» **MATERIALS PROVIDED**:
>>>>>

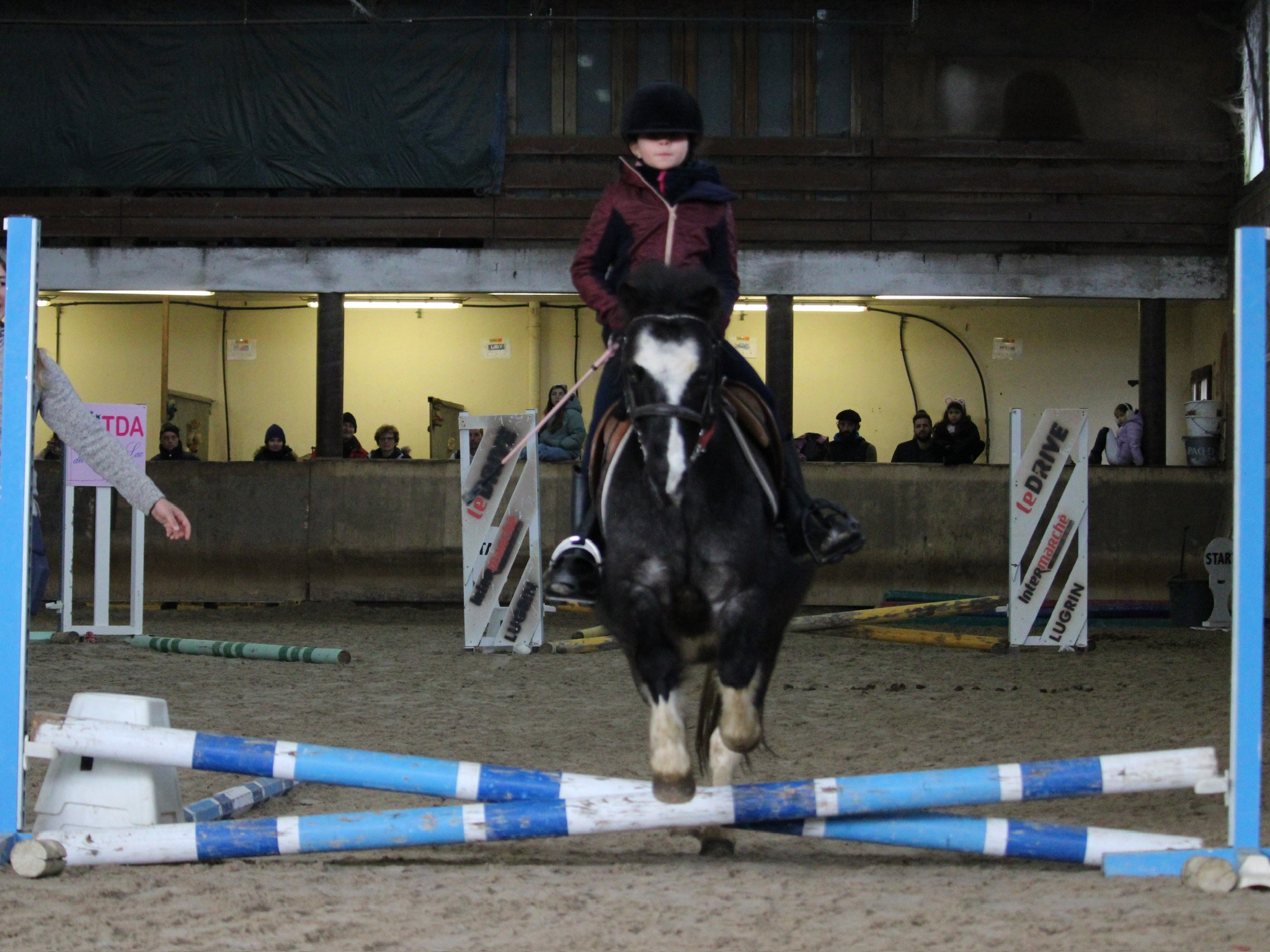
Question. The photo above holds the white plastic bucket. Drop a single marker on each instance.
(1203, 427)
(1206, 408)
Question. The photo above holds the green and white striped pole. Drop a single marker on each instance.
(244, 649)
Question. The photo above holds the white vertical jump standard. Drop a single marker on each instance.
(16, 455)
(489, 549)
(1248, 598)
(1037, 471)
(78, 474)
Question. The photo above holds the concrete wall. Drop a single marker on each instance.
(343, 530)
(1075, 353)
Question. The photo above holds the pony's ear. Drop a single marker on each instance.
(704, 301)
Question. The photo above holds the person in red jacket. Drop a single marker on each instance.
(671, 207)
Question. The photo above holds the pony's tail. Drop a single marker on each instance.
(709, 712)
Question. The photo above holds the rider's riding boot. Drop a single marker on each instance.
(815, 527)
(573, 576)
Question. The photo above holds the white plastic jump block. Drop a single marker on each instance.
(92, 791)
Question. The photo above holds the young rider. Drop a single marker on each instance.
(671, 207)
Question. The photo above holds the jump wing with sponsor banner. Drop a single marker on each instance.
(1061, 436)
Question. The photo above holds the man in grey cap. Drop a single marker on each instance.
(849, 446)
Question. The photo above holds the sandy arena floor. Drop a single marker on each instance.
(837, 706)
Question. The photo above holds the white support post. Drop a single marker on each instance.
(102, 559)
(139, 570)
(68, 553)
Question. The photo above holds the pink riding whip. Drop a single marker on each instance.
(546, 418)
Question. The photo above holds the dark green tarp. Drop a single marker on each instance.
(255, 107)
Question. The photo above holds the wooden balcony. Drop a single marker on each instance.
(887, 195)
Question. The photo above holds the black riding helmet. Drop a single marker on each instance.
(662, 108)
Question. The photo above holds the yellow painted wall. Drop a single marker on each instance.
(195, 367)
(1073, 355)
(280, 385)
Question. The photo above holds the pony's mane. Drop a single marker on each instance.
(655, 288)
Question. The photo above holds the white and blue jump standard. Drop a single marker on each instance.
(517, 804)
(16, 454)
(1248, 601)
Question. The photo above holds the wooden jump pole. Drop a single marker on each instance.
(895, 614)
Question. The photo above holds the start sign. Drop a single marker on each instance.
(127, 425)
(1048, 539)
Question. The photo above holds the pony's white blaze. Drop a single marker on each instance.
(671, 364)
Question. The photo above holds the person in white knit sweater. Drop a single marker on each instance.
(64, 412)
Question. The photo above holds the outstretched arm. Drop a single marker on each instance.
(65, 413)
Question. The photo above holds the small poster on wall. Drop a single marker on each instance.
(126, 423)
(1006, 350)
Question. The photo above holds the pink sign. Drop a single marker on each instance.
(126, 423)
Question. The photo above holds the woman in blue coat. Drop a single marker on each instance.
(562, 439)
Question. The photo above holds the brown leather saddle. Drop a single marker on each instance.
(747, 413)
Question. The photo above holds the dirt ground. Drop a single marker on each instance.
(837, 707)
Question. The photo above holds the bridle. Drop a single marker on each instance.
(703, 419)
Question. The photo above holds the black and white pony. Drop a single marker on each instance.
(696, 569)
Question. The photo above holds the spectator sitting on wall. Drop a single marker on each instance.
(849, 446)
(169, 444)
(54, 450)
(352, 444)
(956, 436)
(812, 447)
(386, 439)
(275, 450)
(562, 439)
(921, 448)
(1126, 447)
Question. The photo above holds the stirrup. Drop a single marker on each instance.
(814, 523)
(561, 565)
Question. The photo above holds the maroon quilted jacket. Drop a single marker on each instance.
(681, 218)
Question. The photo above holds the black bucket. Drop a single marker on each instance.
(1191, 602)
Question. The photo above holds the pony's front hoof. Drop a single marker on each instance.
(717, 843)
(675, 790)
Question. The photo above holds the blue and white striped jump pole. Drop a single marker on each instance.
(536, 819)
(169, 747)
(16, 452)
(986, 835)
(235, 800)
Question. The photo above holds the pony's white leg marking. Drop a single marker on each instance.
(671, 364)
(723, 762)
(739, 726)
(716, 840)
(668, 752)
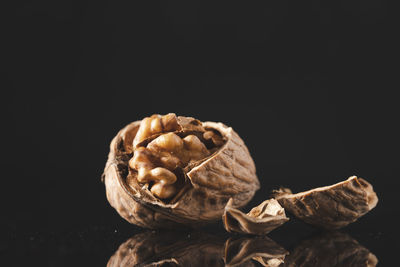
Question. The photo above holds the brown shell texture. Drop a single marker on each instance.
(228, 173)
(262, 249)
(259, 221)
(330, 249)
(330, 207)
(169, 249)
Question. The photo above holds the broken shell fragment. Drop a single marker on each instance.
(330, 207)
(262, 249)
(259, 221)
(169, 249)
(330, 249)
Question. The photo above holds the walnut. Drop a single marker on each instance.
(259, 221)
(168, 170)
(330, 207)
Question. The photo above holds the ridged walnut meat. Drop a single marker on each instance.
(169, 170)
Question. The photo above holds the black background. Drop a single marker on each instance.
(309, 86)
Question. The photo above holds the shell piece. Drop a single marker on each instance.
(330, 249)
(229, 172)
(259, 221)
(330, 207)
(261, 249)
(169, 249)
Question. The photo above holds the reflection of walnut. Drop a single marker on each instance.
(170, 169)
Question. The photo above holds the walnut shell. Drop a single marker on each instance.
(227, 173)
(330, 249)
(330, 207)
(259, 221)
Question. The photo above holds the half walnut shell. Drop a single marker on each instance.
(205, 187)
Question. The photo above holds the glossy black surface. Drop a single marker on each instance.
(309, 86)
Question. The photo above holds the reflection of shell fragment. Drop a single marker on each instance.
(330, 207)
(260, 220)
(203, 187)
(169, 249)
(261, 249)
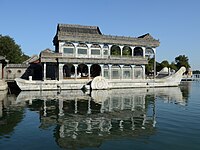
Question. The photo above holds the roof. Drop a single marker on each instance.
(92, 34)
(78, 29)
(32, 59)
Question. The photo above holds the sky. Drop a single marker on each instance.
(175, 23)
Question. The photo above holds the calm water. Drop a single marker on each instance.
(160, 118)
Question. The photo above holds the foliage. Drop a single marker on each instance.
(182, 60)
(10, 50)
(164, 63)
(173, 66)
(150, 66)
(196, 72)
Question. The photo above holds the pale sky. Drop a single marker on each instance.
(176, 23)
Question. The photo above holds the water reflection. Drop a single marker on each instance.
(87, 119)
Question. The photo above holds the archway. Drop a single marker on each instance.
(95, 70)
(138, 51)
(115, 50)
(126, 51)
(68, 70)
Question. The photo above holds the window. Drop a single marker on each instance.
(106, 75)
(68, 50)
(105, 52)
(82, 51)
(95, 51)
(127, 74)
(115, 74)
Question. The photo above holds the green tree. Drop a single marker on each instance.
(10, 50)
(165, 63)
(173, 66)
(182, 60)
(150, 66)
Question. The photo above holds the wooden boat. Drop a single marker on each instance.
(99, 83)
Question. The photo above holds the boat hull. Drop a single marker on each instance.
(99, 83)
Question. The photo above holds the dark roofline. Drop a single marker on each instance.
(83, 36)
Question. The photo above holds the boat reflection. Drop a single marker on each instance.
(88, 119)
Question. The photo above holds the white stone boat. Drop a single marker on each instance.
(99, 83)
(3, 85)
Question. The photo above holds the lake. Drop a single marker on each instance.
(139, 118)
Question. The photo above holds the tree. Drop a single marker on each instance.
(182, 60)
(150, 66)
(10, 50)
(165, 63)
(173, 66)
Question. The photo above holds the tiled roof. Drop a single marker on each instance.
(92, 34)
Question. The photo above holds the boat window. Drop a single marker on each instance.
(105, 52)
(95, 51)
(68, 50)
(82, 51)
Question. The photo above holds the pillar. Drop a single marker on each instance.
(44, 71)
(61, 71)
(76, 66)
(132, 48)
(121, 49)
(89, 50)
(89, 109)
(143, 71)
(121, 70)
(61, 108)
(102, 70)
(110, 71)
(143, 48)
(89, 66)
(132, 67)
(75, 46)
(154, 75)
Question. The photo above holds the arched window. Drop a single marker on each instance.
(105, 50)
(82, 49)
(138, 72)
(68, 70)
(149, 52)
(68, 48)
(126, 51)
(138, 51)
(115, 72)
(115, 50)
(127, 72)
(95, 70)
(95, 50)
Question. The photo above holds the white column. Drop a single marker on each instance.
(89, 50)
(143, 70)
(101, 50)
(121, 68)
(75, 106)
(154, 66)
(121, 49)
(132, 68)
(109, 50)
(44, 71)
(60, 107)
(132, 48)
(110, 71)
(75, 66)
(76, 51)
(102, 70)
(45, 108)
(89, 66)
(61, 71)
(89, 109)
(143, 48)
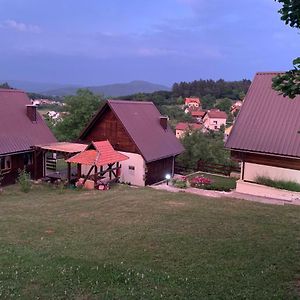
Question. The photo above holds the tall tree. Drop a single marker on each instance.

<<<<<

» **TASK GOAL**: In the lines starting with the line with "Question. The photo above holds the white column." and going through the end of the records, change "single marker" to "single dot" and leave everything else as it is. Give back only those lines, without any picture line.

» **CORRECT RESULT**:
Question. The photo above holds the white column. Drop a single dot on each instance.
(89, 50)
(143, 70)
(101, 50)
(121, 68)
(75, 106)
(154, 66)
(121, 49)
(132, 68)
(109, 50)
(44, 71)
(60, 107)
(132, 48)
(110, 71)
(75, 66)
(76, 51)
(102, 70)
(45, 108)
(89, 66)
(61, 71)
(89, 109)
(143, 48)
Question. The photo above holds the tall tree. Drop a single dot on each instance.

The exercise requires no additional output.